▸ Task instructions
(A) List the questions that the text on diagnosing pain says a doctor may ask.
(B) From the text on diagnosing pain, write out word for word the part that opens with the words containing "Some of the questions that your" and closes with "or stomach illnesses.".

▸ Quoted passage
To diagnose the cause of pain, your doctor will take a detailed medical history and do physical examination. Depending on your symptoms and findings of physical examination, the doctor will recommend lab tests.
Pain is a symptom and not a disease. It can be caused by several diverse causes such as headache, fracture and cancer. If you visit a doctor for any painful condition, the doctor will take your history, examine you and do the tests as required.
Medical history: As many diverse conditions can cause pain, your doctor will take a thorough medical history. Some of the questions that the doctor may ask may not seem relevant to you, but they can help in determining the source of your pain.
Some of the questions that your doctor may ask include:
- when did the pain start,
- what makes the pain better or worse,
- if you have had the similar pain before and
- if you have any other complaint or history of recent illnesses and associated symptoms such as coughs, fevers, urinary difficulties or stomach illnesses.
The doctor will do a complete physical examination, but will focus on the site of pain and other associated symptoms. For instance, if you have pain in the abdomen, the doctor will examine the stomach and look for any tenderness or swelling. If you have pain in the leg after injury, the doctor will look for a fracture or sprain. Therefore, depending on what the doctor suspects is wrong with you, he or she may perform examination of systems and organs.
If your history and physical examination is suggestive of some acute pain such as a headache or body pain due to flu like illness, the doctor will not recommend tests. You will be given simple pain relievers such as acetaminophen or ibuprofen for a few days.
Depending on your symptoms and findings from physical examination, the doctor will recommend lab tests. For instance, if your symptoms are suggestive of arthritis, the doctor will take an X-ray of the joint and other perform imaging tests such as CT scan and MRI scan of the joint and blood tests such as rheumatoid factor. If you have symptoms suggestive of appendicitis, the doctor will recommend ultrasound of the abdomen to look for appendix and blood tests for infection. Likewise, if you have severe and persistent headache, the doctor will do imaging tests such as CT scan and MRI scan of the brain to diagnose the cause.

▸ Data extract
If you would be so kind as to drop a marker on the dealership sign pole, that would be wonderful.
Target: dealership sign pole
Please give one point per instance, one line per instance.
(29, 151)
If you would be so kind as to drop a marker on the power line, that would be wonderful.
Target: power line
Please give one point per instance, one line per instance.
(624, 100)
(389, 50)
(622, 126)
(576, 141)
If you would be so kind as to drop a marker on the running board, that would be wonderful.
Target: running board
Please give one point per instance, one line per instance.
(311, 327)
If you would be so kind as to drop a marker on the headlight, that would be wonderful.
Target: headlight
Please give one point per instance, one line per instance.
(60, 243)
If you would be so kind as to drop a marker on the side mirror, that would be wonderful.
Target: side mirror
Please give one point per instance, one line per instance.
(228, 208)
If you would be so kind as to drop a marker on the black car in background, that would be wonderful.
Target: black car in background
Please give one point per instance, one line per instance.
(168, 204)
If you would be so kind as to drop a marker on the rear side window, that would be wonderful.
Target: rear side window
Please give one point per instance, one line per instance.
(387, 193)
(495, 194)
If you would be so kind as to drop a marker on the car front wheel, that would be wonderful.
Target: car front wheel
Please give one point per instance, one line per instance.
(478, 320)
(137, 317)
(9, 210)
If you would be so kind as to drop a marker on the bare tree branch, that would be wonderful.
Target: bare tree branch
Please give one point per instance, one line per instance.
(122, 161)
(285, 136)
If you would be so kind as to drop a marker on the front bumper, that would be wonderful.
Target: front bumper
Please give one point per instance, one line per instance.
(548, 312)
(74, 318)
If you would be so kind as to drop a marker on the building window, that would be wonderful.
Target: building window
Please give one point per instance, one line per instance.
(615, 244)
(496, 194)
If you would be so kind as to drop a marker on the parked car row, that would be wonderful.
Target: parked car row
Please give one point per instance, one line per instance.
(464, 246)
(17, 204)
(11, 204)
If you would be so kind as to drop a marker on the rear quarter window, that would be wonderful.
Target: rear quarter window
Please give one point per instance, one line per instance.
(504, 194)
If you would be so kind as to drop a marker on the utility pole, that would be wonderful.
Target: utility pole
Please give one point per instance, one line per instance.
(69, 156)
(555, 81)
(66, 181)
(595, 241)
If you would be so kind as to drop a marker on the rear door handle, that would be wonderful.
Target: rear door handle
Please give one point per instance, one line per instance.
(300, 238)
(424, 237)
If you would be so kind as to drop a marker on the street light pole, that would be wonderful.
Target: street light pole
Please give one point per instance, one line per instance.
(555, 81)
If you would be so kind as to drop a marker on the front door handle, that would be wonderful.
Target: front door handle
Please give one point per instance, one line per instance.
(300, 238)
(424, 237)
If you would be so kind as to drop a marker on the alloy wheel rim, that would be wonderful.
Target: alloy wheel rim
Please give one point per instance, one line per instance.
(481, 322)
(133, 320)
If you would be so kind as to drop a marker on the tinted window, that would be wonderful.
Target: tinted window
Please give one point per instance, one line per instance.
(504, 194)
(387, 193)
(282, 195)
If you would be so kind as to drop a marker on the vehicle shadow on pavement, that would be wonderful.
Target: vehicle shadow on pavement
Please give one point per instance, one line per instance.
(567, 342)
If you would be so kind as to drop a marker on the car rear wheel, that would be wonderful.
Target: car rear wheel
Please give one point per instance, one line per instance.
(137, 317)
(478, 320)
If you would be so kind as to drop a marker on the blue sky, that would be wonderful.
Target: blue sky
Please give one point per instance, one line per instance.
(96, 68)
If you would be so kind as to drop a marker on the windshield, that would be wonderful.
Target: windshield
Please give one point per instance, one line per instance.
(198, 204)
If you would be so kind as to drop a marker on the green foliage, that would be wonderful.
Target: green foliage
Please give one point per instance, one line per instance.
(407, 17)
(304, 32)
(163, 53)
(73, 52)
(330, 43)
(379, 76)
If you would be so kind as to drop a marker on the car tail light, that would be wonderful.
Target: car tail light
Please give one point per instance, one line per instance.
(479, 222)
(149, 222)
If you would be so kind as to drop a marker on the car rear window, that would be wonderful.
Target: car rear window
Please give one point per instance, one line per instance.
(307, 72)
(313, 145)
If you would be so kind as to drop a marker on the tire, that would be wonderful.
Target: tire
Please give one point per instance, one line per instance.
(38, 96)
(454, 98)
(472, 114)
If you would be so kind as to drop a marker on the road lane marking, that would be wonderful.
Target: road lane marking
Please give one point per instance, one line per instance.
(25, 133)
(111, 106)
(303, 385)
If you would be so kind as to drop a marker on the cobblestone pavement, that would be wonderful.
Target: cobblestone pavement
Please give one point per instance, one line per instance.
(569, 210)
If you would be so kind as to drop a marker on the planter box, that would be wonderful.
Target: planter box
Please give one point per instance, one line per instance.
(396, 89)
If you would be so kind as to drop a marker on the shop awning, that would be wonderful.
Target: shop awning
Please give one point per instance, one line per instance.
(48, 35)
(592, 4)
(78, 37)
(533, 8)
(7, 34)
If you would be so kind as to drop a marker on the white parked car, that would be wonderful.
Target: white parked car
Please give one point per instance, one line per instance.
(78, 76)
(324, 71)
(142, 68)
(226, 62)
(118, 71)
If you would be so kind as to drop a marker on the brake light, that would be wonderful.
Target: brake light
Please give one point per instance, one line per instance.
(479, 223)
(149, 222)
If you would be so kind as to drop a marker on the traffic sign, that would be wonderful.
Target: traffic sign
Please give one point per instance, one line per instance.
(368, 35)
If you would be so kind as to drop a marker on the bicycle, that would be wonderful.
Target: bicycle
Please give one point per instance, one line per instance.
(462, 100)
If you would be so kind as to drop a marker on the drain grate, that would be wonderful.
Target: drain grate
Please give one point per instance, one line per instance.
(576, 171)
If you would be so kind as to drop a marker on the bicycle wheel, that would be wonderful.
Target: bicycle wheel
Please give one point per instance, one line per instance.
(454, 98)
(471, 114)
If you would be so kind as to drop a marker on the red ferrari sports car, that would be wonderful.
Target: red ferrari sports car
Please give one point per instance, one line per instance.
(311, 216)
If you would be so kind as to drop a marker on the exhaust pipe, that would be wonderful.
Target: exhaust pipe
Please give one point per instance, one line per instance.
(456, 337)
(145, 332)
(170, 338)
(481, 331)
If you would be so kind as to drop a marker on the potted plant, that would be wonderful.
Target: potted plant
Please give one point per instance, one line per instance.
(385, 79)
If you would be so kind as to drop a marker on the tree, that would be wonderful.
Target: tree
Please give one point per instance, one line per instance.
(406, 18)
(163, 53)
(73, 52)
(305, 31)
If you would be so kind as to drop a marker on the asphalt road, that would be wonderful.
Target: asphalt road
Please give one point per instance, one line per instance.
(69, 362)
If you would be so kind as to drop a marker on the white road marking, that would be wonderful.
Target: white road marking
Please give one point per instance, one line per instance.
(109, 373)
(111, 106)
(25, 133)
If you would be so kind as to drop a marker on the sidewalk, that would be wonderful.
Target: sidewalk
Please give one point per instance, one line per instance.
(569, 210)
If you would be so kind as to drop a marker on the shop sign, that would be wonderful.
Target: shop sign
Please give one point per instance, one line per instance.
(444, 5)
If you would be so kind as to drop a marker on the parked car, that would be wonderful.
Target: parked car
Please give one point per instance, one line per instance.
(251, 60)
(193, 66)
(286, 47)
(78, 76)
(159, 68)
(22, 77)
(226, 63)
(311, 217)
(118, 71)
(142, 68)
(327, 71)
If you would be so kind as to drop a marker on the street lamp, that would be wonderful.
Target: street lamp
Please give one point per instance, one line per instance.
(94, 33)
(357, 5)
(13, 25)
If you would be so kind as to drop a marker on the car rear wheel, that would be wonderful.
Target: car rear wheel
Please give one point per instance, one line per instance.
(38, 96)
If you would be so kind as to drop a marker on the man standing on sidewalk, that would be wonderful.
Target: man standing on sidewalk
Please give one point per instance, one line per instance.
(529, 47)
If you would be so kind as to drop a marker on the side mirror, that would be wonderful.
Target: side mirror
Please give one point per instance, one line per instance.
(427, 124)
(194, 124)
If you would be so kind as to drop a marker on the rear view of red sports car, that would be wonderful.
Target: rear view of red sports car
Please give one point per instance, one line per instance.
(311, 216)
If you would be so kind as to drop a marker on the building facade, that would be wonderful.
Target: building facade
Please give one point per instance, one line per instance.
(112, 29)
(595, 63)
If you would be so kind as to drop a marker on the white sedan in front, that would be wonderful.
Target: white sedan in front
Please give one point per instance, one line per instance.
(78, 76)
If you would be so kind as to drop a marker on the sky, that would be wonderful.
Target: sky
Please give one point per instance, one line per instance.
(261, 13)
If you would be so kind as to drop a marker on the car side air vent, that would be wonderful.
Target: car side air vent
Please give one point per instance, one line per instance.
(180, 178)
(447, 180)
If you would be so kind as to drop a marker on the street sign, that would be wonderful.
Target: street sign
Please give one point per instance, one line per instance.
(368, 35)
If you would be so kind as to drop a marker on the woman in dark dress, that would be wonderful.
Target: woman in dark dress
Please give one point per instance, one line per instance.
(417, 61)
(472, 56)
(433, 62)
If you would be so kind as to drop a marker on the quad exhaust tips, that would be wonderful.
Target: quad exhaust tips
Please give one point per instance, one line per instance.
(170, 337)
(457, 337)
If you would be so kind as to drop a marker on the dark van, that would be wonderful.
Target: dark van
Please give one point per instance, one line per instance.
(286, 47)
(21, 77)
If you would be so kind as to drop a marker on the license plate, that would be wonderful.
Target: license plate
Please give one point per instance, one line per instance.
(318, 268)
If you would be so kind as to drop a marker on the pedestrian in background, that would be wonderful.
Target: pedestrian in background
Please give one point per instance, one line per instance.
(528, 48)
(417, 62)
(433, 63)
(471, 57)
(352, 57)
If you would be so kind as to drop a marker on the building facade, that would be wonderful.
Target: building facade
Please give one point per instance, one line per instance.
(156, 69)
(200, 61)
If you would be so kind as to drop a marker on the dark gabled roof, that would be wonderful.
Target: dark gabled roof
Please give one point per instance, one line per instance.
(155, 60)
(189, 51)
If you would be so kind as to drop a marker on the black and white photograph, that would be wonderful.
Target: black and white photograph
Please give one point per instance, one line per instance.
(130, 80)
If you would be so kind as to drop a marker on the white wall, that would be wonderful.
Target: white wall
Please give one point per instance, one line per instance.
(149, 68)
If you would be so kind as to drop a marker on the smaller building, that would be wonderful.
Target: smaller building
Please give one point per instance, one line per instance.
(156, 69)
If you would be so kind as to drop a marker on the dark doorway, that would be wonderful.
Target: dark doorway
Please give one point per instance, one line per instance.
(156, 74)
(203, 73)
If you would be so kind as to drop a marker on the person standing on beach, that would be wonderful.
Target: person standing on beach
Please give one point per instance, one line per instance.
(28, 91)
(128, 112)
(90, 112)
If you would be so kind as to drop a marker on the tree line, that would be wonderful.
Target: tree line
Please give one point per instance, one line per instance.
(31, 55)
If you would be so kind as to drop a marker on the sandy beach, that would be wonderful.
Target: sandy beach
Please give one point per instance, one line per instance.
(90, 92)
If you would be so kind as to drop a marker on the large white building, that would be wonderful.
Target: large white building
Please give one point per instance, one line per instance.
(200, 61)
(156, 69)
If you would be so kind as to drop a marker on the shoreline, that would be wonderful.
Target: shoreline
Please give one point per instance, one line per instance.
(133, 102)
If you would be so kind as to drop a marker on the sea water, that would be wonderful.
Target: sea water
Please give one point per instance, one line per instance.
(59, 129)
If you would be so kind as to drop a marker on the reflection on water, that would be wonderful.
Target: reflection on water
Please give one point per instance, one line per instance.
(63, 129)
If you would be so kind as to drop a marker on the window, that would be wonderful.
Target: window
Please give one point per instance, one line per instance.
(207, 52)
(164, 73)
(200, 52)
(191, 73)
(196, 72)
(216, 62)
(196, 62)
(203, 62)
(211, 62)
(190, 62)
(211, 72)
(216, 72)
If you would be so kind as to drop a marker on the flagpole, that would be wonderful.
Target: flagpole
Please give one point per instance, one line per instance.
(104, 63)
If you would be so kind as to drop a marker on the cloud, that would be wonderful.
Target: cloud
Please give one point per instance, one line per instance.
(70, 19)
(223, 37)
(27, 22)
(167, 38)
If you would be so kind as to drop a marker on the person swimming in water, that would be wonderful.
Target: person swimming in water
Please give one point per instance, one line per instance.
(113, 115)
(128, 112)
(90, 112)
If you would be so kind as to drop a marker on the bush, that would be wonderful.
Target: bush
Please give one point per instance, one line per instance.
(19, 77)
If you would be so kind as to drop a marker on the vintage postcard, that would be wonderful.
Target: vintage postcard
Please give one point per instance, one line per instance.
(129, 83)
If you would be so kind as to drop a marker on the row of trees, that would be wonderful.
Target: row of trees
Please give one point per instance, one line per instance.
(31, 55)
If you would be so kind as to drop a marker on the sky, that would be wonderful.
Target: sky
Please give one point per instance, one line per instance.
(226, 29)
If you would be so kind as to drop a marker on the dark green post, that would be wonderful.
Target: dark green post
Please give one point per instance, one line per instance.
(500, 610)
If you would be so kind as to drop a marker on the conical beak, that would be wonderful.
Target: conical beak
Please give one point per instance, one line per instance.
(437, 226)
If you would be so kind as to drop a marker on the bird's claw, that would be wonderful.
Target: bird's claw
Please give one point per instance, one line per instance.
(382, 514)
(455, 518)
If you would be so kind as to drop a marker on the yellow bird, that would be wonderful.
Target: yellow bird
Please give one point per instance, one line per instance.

▸ Results of the exercise
(A)
- when did the pain start
- what makes the pain better or worse
- if you have had the similar pain before
- if you have any other complaint or history of recent illnesses and associated symptoms such as coughs, fevers, urinary difficulties or stomach illnesses

(B)
Some of the questions that your doctor may ask include:
- when did the pain start,
- what makes the pain better or worse,
- if you have had the similar pain before and
- if you have any other complaint or history of recent illnesses and associated symptoms such as coughs, fevers, urinary difficulties or stomach illnesses.